(Stored dataset items)
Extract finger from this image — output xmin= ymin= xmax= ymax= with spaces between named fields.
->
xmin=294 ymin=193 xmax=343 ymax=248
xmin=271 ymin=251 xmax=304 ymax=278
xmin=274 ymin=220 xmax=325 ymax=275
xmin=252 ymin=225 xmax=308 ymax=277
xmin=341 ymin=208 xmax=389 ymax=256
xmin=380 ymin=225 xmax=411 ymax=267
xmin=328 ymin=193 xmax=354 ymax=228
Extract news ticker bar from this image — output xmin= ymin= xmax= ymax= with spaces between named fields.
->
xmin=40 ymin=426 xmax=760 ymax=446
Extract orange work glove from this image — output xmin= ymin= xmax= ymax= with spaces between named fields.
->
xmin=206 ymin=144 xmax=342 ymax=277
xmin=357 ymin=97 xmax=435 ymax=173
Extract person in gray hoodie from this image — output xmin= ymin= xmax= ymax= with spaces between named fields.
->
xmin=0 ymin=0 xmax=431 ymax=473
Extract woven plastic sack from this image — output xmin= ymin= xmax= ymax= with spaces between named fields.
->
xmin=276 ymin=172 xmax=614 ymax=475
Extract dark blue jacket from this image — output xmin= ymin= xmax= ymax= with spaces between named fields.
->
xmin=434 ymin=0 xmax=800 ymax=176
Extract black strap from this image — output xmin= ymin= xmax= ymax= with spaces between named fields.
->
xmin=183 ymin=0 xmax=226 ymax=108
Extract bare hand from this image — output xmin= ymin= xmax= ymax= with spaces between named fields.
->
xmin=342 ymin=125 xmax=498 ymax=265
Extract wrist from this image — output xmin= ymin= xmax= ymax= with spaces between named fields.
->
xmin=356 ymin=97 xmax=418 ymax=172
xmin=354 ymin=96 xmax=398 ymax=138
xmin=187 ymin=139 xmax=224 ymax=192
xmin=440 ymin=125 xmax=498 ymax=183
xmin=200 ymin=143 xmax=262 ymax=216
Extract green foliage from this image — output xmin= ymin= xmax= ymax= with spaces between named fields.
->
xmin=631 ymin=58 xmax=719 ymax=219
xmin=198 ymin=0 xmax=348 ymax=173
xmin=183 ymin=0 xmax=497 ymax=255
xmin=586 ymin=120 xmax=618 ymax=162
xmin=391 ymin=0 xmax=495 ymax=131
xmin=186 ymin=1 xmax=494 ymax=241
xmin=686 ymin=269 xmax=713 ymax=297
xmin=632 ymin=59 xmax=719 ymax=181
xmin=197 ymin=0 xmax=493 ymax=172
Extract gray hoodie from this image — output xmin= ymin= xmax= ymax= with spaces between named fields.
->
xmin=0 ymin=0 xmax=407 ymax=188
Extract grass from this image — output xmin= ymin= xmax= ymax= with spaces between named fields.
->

* WHAT TO WORK ON
Every record above belongs in the answer, reproduced exactly.

* PROBLEM SOLUTION
Extract finger from this image — output xmin= ymin= xmax= ymax= with spaces between named fields.
->
xmin=294 ymin=193 xmax=343 ymax=248
xmin=271 ymin=251 xmax=304 ymax=278
xmin=274 ymin=220 xmax=325 ymax=275
xmin=252 ymin=225 xmax=308 ymax=277
xmin=341 ymin=208 xmax=389 ymax=256
xmin=380 ymin=225 xmax=411 ymax=267
xmin=328 ymin=193 xmax=354 ymax=228
Extract news ticker bar from this image — output xmin= ymin= xmax= ymax= with spaces between named fields.
->
xmin=40 ymin=426 xmax=760 ymax=446
Extract orange work glove from this image — output xmin= ymin= xmax= ymax= with spaces between named fields.
->
xmin=206 ymin=144 xmax=342 ymax=277
xmin=357 ymin=97 xmax=435 ymax=173
Extract person in gray hoodie from this image — output xmin= ymin= xmax= ymax= with spaces between named fields.
->
xmin=0 ymin=0 xmax=431 ymax=473
Extract woven plastic sack from this image — output xmin= ymin= xmax= ymax= with spaces between named fields.
->
xmin=276 ymin=172 xmax=614 ymax=475
Extract dark blue jacket from this image — output xmin= ymin= xmax= ymax= with spaces between named fields.
->
xmin=434 ymin=0 xmax=800 ymax=176
Extract black strap from this image — output xmin= ymin= xmax= ymax= with spaces between named fields.
->
xmin=183 ymin=0 xmax=226 ymax=108
Extract bare hand from this image — output xmin= ymin= xmax= ymax= with spaces between named fields.
->
xmin=342 ymin=125 xmax=498 ymax=265
Extract wrist from this image — output xmin= ymin= xmax= ymax= with spaces between named fields.
->
xmin=356 ymin=97 xmax=418 ymax=172
xmin=354 ymin=96 xmax=398 ymax=138
xmin=187 ymin=139 xmax=224 ymax=192
xmin=440 ymin=125 xmax=498 ymax=183
xmin=200 ymin=143 xmax=262 ymax=216
Extract green foliage from this image — output xmin= ymin= xmax= ymax= with spaces between named fields.
->
xmin=631 ymin=58 xmax=719 ymax=219
xmin=198 ymin=0 xmax=348 ymax=173
xmin=183 ymin=0 xmax=497 ymax=255
xmin=586 ymin=120 xmax=618 ymax=162
xmin=391 ymin=0 xmax=495 ymax=131
xmin=186 ymin=1 xmax=494 ymax=241
xmin=686 ymin=269 xmax=713 ymax=297
xmin=632 ymin=59 xmax=719 ymax=181
xmin=197 ymin=0 xmax=493 ymax=172
Extract gray hoodie from this image — output xmin= ymin= xmax= ymax= with spaces between named fields.
->
xmin=0 ymin=0 xmax=407 ymax=188
Extract grass from this image — output xmin= ymin= xmax= ymax= with spaces between named fields.
->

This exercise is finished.